**Brief**. Render the records below as a two-column CSV with the headers "prompt" and "result". Give each request its own row, with its text under "prompt" and its answer under "result", every field quoted and any line breaks replaced by spaces.
** Begin Record excerpts **
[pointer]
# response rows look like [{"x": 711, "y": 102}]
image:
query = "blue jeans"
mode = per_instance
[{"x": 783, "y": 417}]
** End Record excerpts **
**Answer to the exercise**.
prompt,result
"[pointer] # response rows look like [{""x"": 711, ""y"": 102}] image: query = ""blue jeans"" mode = per_instance","[{""x"": 783, ""y"": 417}]"